-- TEXT SHOWN start --
# Google Earth.



## Mike (Feb 5, 2015)

Do you use Google Earth?

I have used it from the beginning, the free version.

Google Earth Pro ($399 per year), is now free.

It is obviously better than the old free version, but you will need
a Google account to get all the "Pro" stuff as you need to log in.

Mike.


----------



## Ameriscot (Feb 5, 2015)

Love Google earth. I've been around the world many times on it. When we plan a trip to somewhere we haven't been I check it out thoroughly on google earth. I can see how wide the beaches are etc.

I have a google account but hadn't heard of Pro. I'll check it out.


----------



## Ken N Tx (Feb 6, 2015)

I have used Vpike


----------



## Mike (Feb 6, 2015)

Ameriscot said:


> Love Google earth. I've been around the world many times on it. When we plan a trip to somewhere we haven't been I check it out thoroughly on google earth. I can see how wide the beaches are etc.
> 
> I have a google account but hadn't heard of Pro. I'll check it out.



All you have to do is download Google Earth and the new free version wil
be the one that you get.

Mike.


----------



## Ameriscot (Feb 6, 2015)

Mike said:


> All you have to do is download Google Earth and the new free version wil
> be the one that you get.
> 
> Mike.



Okay.  I guess it will just replace the one I already have. Ta.


----------



## Don M. (Feb 6, 2015)

I use Google Earth, Yahoo Maps, and Vpike....all for varying purposes.  When I'm going someplace for the first time, I go to these services, and get a map, and a satellite view, etc., and usually have no trouble getting to the destination without driving all over the place.  Vpike is a neat service in that it offers a street view of most addresses, and a person can get an idea of just exactly what the house or building will look like when they get there, so they know they are at the right place.  It sure beats carrying around a road atlas, and a bunch of maps.


----------
-- TEXT SHOWN end --
-- PROVIDED INFORMATION start --
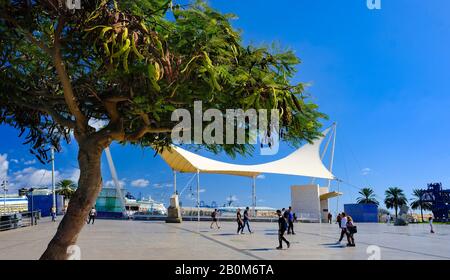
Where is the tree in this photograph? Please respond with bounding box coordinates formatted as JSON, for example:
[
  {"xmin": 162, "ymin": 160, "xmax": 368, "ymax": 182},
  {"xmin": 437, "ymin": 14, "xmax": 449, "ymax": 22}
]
[
  {"xmin": 410, "ymin": 189, "xmax": 431, "ymax": 222},
  {"xmin": 0, "ymin": 0, "xmax": 325, "ymax": 259},
  {"xmin": 384, "ymin": 187, "xmax": 408, "ymax": 219},
  {"xmin": 56, "ymin": 179, "xmax": 77, "ymax": 200},
  {"xmin": 356, "ymin": 188, "xmax": 379, "ymax": 205}
]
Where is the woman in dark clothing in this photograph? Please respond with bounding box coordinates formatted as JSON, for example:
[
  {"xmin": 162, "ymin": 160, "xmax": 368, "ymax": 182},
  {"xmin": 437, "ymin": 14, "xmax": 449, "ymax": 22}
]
[
  {"xmin": 347, "ymin": 216, "xmax": 356, "ymax": 247},
  {"xmin": 277, "ymin": 210, "xmax": 291, "ymax": 250}
]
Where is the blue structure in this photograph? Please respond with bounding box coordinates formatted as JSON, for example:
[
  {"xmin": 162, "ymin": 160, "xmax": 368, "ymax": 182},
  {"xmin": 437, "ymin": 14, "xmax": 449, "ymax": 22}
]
[
  {"xmin": 27, "ymin": 194, "xmax": 64, "ymax": 217},
  {"xmin": 344, "ymin": 204, "xmax": 378, "ymax": 223},
  {"xmin": 420, "ymin": 183, "xmax": 450, "ymax": 222}
]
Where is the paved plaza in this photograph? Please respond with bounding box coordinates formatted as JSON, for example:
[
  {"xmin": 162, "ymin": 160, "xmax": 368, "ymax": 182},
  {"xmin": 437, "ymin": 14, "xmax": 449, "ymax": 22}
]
[{"xmin": 0, "ymin": 219, "xmax": 450, "ymax": 260}]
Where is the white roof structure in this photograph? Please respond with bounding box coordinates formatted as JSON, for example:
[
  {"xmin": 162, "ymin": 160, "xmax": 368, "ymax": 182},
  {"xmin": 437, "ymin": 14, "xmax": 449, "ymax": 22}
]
[{"xmin": 160, "ymin": 128, "xmax": 336, "ymax": 180}]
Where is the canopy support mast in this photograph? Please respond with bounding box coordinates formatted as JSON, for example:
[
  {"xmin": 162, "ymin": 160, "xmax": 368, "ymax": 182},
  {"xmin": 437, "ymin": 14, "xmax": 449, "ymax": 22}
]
[
  {"xmin": 197, "ymin": 169, "xmax": 200, "ymax": 222},
  {"xmin": 252, "ymin": 176, "xmax": 256, "ymax": 217}
]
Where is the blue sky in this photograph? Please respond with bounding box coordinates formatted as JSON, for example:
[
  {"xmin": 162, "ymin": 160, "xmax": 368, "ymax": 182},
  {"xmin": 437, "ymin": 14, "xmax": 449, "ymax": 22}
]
[{"xmin": 0, "ymin": 0, "xmax": 450, "ymax": 212}]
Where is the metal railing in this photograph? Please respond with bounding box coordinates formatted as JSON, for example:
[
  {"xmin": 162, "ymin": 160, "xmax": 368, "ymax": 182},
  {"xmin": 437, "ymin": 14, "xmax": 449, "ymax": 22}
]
[{"xmin": 0, "ymin": 210, "xmax": 41, "ymax": 231}]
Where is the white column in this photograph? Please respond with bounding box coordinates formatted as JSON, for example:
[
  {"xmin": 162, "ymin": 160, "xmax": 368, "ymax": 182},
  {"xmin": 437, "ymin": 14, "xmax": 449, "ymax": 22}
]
[
  {"xmin": 197, "ymin": 169, "xmax": 200, "ymax": 222},
  {"xmin": 173, "ymin": 169, "xmax": 177, "ymax": 194},
  {"xmin": 328, "ymin": 123, "xmax": 336, "ymax": 190}
]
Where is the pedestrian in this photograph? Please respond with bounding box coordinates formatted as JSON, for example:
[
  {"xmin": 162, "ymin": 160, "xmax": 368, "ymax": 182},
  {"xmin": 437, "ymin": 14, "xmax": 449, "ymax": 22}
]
[
  {"xmin": 286, "ymin": 206, "xmax": 295, "ymax": 234},
  {"xmin": 88, "ymin": 207, "xmax": 97, "ymax": 224},
  {"xmin": 241, "ymin": 206, "xmax": 253, "ymax": 234},
  {"xmin": 236, "ymin": 208, "xmax": 244, "ymax": 234},
  {"xmin": 347, "ymin": 216, "xmax": 357, "ymax": 247},
  {"xmin": 336, "ymin": 213, "xmax": 342, "ymax": 229},
  {"xmin": 210, "ymin": 209, "xmax": 220, "ymax": 229},
  {"xmin": 337, "ymin": 212, "xmax": 348, "ymax": 243},
  {"xmin": 277, "ymin": 210, "xmax": 291, "ymax": 250},
  {"xmin": 428, "ymin": 217, "xmax": 434, "ymax": 233},
  {"xmin": 50, "ymin": 207, "xmax": 56, "ymax": 222}
]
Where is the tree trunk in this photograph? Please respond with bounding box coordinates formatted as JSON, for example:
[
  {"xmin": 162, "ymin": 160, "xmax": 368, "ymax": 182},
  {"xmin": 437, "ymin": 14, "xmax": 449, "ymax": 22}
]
[{"xmin": 41, "ymin": 141, "xmax": 103, "ymax": 260}]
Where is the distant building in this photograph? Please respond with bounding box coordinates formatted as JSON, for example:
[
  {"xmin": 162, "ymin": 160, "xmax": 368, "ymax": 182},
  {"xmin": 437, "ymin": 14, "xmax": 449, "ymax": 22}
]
[
  {"xmin": 292, "ymin": 185, "xmax": 342, "ymax": 222},
  {"xmin": 344, "ymin": 203, "xmax": 378, "ymax": 223},
  {"xmin": 27, "ymin": 188, "xmax": 64, "ymax": 217},
  {"xmin": 0, "ymin": 194, "xmax": 28, "ymax": 214}
]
-- PROVIDED INFORMATION end --
Quote the Google Earth thread word for word, from "Google Earth Pro" down to "need to log in.".

### [FINAL RESULT]
Google Earth Pro ($399 per year), is now free.

It is obviously better than the old free version, but you will need
a Google account to get all the "Pro" stuff as you need to log in.